## CONSIGNES DE L'EXERCICE
[1] Répondez aux questions suivantes à partir de l'extrait sur le contrôleur de gestion :
(a) Au service de qui le contrôleur de gestion est-il d'abord placé à l'origine ?
(b) Selon Sathe, par qui les deux rôles de surveillance et d'aide au pilotage peuvent-ils être exercés ?
(c) En quoi consiste la coordination verticale ?
[2] Pour chaque affirmation, indiquez si elle concorde avec l'extrait sur le contrôleur de gestion :
(a) La fonction d'aide au pilotage est proche de la fonction de surveillance.
(b) La mission de surveillance n'est plus d'actualité.
(c) Le contrôleur de gestion s'assure que les efforts de chaque entité décentralisée vont dans le sens de l'entreprise.

## EXTRAIT DU TEXTE
:::

1.2 Un renforcement du rôle de
coordinateur interne sous la pression des investisseurs
Classiquement,
le contrôleur de gestion, tel que conçu à l’origine dans les années vingt, est
d’abord au service de la direction générale, dans une mission de surveillance
des activités (Anderson, 1947). Cette mission ancienne est toujours
d’actualité, et est en réalité masquée derrière une apparente aide au pilotage
(Bourguignon, 2003 ; Fornerino et Godener, 2006). Cette fonction d’aide au
pilotage proche des opérationnels est à l’opposé de la fonction de
surveillance : le contrôleur de gestion est celui qui conseille et aide à
la décision, miroir ou « business partner » du manager dont il dépend
(Ardoin et Jordan, 1979 ; Sathe, 1983 ; Chiapello, 1990 ; Löning
et al., 2003 ; Lambert et Morales, 2008 ; Lambert et Sponem, 2009). Selon
Sathe, ces deux rôles ne sont pas incompatibles, et peuvent être exercés par
des personnes différentes (Sathe, 1983). Finalement, ces missions de
surveillance et d’aide au pilotage positionne le contrôleur de gestion comme un
homme de liaison (Dew et Gee, 1973 ; Bollecker, 2001). C’est ainsi le
troisième rôle mis en évidence dans la littérature : la fonction de
coordination et d’intégration verticale et horizontale (Bollecker, 2004). La
coordination verticale consiste à s’assurer de la déclinaison de la stratégie
dans l’organisation (Simons, 1987 ; Lorino, 1991) et du contrôle de sa
mise en œuvre (Goold, 1991). Le contrôleur de gestion s’assure ainsi que les
efforts de chaque entité décentralisée sont bien orientés dans le sens de
l’entreprise (Bollecker, 2007). Il est au cœur de l’échange d’informations
(Bollecker et Niglis, 2009), afin de mieux appréhender la performance globale.

:::

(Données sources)
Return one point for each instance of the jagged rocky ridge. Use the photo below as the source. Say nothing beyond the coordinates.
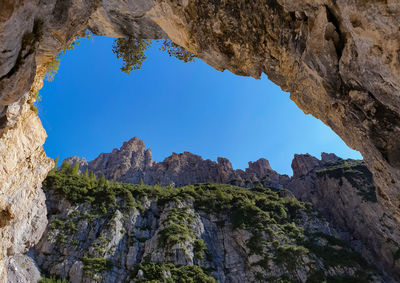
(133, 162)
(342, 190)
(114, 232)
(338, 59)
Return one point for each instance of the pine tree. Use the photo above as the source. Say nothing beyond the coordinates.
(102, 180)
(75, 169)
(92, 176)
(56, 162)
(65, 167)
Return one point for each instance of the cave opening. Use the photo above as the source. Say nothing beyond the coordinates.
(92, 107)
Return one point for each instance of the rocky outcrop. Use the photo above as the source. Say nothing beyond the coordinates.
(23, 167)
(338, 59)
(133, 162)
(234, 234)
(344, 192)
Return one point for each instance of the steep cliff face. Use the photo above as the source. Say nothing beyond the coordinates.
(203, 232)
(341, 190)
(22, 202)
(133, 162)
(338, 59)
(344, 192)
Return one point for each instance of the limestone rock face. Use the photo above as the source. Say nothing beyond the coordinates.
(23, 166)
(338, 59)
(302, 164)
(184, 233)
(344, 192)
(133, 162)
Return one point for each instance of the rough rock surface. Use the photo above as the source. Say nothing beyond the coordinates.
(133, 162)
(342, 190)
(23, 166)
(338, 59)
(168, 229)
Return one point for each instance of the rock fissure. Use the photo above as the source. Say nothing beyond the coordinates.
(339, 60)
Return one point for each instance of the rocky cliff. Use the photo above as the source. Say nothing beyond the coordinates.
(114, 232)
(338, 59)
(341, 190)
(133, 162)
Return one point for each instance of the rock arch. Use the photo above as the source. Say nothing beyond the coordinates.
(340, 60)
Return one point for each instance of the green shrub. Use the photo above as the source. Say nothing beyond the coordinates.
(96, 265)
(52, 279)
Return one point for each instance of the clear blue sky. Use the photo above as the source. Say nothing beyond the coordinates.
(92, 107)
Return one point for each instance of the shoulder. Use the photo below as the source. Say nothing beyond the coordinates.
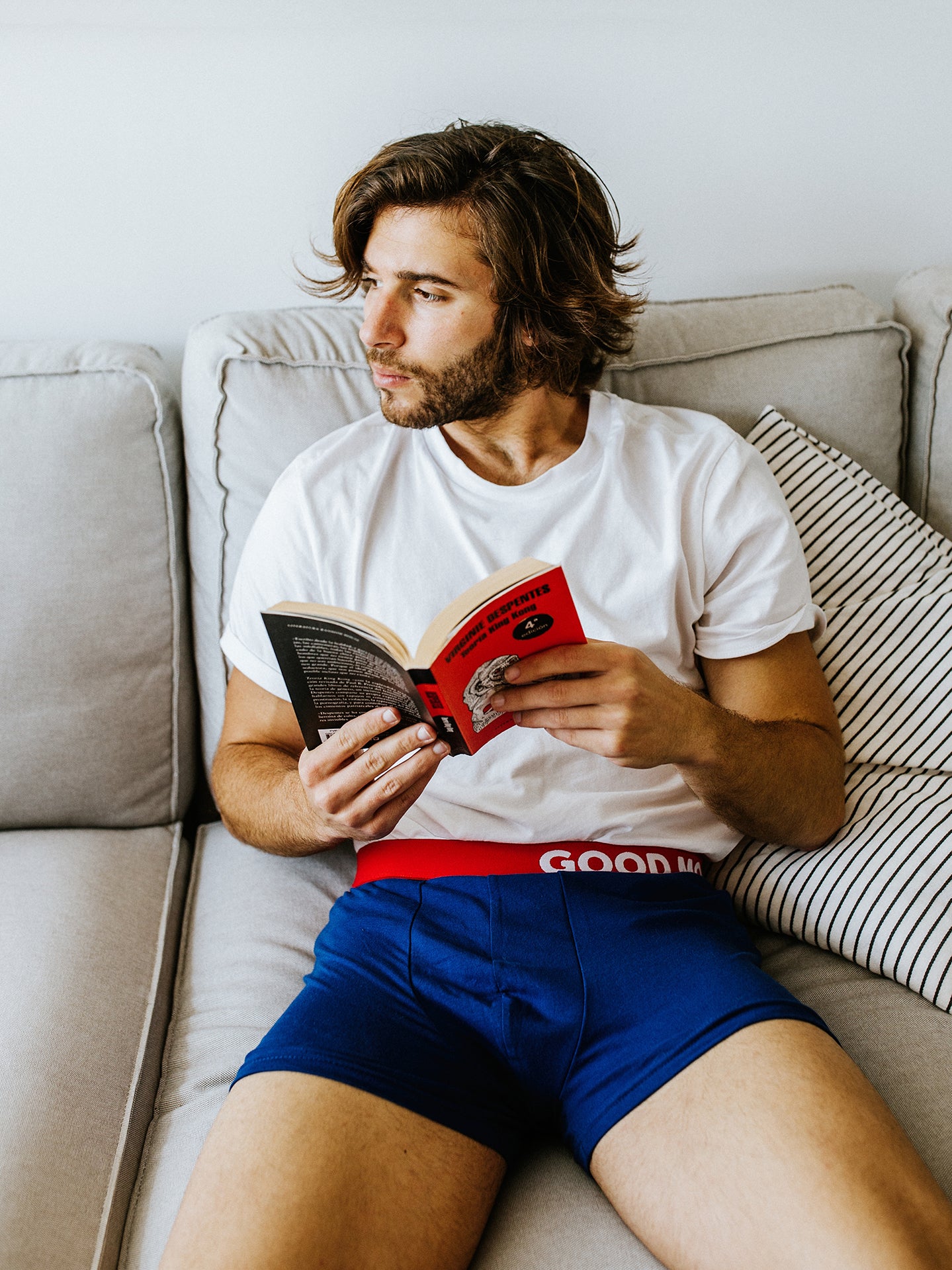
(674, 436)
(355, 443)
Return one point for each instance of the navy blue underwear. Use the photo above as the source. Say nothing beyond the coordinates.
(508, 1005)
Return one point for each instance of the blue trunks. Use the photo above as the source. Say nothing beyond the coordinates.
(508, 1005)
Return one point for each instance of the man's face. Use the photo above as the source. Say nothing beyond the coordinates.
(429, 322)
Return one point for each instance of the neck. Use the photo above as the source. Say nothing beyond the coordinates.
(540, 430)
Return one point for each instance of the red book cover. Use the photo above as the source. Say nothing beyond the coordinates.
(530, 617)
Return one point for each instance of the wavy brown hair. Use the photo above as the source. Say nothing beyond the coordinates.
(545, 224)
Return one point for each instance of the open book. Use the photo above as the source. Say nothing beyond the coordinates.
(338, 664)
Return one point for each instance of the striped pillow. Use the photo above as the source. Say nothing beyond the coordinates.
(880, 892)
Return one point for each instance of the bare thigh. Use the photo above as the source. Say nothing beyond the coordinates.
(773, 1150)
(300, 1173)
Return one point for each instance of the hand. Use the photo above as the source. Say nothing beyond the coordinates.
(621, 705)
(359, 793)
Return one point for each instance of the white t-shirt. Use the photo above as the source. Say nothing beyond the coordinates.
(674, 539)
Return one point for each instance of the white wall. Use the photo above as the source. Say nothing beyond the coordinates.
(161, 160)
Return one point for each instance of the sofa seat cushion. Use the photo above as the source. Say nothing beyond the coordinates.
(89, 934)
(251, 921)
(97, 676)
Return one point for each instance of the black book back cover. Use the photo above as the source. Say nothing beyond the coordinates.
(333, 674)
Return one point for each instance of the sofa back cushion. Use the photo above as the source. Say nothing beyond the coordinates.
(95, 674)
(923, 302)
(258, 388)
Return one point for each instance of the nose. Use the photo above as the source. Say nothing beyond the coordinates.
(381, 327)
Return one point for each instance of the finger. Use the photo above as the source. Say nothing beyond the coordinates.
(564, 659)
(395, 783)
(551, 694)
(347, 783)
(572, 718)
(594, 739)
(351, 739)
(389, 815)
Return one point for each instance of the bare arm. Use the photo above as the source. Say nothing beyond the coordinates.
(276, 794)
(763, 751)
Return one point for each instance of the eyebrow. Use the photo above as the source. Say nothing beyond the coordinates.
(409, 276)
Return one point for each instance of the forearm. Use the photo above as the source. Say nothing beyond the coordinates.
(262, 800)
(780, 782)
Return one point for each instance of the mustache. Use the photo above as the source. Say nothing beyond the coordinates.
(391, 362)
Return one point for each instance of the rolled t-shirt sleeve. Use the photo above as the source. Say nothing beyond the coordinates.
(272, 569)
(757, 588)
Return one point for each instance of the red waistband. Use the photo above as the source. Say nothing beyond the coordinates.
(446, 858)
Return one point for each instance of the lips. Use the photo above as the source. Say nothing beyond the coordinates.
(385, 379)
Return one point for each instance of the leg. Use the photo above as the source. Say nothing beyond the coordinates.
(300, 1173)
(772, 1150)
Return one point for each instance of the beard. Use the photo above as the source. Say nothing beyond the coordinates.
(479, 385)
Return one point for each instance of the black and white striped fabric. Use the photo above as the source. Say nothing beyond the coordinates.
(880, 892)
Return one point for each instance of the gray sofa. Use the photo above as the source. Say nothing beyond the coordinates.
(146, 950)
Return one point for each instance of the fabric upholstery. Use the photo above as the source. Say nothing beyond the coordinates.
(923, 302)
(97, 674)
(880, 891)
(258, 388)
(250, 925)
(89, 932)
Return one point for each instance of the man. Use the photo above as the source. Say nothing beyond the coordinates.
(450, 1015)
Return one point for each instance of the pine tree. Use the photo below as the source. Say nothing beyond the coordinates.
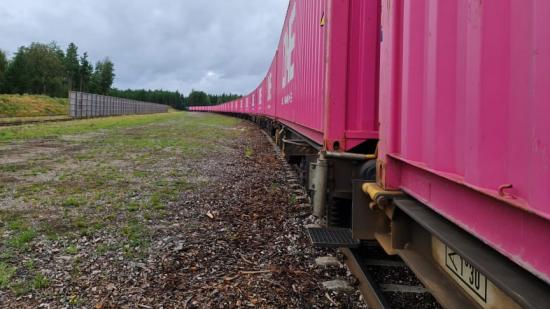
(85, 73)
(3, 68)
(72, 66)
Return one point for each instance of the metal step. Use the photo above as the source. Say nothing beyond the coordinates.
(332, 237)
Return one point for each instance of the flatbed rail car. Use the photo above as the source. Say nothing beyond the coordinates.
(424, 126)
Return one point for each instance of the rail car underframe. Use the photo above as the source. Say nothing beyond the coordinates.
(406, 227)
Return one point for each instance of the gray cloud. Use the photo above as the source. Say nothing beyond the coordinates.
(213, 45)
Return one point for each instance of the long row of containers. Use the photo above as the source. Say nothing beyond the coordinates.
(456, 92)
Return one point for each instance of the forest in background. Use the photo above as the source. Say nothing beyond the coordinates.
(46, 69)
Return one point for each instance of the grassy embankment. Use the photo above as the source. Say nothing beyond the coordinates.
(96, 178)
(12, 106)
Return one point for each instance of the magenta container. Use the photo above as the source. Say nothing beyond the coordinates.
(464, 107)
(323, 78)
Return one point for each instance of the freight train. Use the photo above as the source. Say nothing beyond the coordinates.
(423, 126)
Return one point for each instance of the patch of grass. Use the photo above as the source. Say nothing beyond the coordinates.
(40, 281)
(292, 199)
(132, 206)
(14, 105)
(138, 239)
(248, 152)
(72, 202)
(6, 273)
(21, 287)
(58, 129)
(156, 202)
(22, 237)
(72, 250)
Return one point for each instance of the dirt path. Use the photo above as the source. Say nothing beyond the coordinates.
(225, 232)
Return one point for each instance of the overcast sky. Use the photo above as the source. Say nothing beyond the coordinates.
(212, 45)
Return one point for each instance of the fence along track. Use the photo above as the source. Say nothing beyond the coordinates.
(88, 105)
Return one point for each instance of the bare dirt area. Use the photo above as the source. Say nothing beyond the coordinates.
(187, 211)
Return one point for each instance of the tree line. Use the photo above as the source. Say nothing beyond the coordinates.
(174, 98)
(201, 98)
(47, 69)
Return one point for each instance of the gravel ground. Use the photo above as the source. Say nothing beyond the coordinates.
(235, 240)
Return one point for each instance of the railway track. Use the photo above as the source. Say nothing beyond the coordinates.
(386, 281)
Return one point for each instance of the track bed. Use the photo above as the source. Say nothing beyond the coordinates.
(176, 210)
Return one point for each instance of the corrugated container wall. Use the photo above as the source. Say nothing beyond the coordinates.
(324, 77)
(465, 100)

:::

## CORRIGÉ COMPLET
[1]
(a) Il est d'abord au service de la direction générale, dans une mission de surveillance des activités.
(b) Ils peuvent être exercés par des personnes différentes.
(c) Elle consiste à s'assurer de la déclinaison de la stratégie dans l'organisation et du contrôle de sa mise en œuvre.

[2]
(a) Non : « Cette fonction d’aide au pilotage proche des opérationnels est à l’opposé de la fonction de surveillance ».
(b) Non : « Cette mission ancienne est toujours d’actualité ».
(c) Oui : « Le contrôleur de gestion s’assure ainsi que les efforts de chaque entité décentralisée sont bien orientés dans le sens de l’entreprise ».